After earning his bachelor’s degree from Yale and serving as an officer in the Navy, Gergen entered the psychology Ph.D. program at Duke, where he studied under Edward E. Jones. Upon receiving his doctorate in 1963, he joined the faculty at Harvard University. In 1967, he became chair of the Department of Psychology at Swarthmore College. Gergen’s early work, which examined topics such as social perception, self-presentation, and responses to altruism, received support from sources such as the National Science Foundation, the Ford Foundation, and the Guggenheim Foundation.

His career was off to a successful start, but he was also growing disenchanted with his discipline.

Igniting A Debate

In 1973, Gergen published arguably his most influential work, an article titled “Social Psychology as History.” The article, which appeared in one of the top journals in the field, argued that social psychology research should be more appropriately viewed as historical inquiry because, “unlike the natural sciences, it deals with facts that are largely non-repeatable and which fluctuate markedly over time.”

Gergen also contended that because of implicit values embedded in psychological theories and description, by studying social behaviors and disseminating the findings, researchers potentially alter the very behaviors they study, thus rendering their predictions non-applicable outside the times and cultures in which they were observed.

“We are essentially engaged in a systematic account of contemporary affairs,” Gergen wrote. “We utilize scientific methodology, but the results are not scientific principles in the traditional sense. In the future, historians may look back to such accounts to achieve a better understanding of life in the present era. However, the psychologists of the future are likely to find little of value in contemporary knowledge.”

Those arguments ignited an intense response, as they ran counter to the mainstream, empiricist view of the discipline. Mainstream researchers rejected his ideas, Gergen said, while researchers on the fringes—the ones he called “the young and the dispossessed”—embraced them.

**Given data:**
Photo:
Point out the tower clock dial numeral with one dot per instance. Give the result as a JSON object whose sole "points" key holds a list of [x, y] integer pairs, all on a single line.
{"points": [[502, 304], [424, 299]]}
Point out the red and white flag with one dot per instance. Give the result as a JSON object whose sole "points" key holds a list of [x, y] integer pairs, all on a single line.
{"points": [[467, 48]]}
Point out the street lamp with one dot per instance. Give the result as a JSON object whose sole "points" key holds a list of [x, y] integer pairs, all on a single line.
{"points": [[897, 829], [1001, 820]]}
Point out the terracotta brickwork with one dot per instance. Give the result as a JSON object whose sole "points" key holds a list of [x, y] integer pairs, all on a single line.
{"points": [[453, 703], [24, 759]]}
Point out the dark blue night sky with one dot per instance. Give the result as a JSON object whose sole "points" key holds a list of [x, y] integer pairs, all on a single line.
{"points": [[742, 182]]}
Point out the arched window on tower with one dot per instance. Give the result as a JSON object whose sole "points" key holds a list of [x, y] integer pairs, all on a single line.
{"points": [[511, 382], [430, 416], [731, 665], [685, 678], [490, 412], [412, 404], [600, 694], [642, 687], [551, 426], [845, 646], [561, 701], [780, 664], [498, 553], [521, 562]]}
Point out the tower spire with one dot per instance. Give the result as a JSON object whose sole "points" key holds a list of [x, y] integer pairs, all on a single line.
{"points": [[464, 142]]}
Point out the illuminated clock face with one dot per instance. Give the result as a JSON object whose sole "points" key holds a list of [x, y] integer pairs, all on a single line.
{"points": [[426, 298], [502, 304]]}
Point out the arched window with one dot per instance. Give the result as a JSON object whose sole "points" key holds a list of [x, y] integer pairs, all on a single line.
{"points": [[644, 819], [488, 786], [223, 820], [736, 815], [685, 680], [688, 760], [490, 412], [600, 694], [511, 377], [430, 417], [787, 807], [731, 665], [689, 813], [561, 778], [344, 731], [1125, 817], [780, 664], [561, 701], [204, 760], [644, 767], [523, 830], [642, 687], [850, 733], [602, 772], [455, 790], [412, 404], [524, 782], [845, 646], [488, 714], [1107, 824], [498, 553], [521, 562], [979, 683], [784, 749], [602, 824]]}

**Objective A:** From the passage on Gergen's career, quote word for word the part that opens with the words containing "Gergen also contended" and closes with "they were observed.".
**Objective B:** Extend the passage on Gergen's career by writing what comes after its final sentence.

**Task answer A:**
Gergen also contended that because of implicit values embedded in psychological theories and description, by studying social behaviors and disseminating the findings, researchers potentially alter the very behaviors they study, thus rendering their predictions non-applicable outside the times and cultures in which they were observed.

**Task answer B:**
“The mainstream rejection was pretty hostile, both in print and personally,” he said. “I was part of the group, and a success story within it. I was a real insider, and I think their sense was that somehow I had turned on them.”

“At the same time, there was a small coterie of scholars within the discipline who had been dissatisfied with the way things were going, and what they say as the increasing restrictions on what counted as legitimate inquiry. I stood as a voice of liberalism, so I had a very strong following from the fringes.”

Backed by the fringe in his own discipline and by colleagues from other social science fields, Gergen did not shy away from the fierce debate. Instead, he found within the critiques stimulation for enriching his ideas. In the ensuing years, he became a major figure in the development of social constructionism, an alternative to the empiricist view of scientific knowledge.

Social constructionism holds that rather than reflecting an objective truth, scientific descriptions and explanations are derived from social interchange—communities agreeing on what is real, rational, and good. Therefore, scientific theories should be evaluated not by how close they are to some imagined universal truth, but by their pragmatic value for humankind.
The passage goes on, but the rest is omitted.